__RECORDS PROVIDED__.
::::::

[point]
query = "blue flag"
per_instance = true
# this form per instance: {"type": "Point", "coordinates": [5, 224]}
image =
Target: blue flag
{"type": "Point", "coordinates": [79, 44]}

::::::

__PROMPT__. Begin with the line that contains "per_instance = true" and end with the last line of the data. Repeat those two lines and all between them exactly.

__RESPONSE BELOW__.
per_instance = true
# this form per instance: {"type": "Point", "coordinates": [5, 224]}
image =
Target: blue flag
{"type": "Point", "coordinates": [79, 44]}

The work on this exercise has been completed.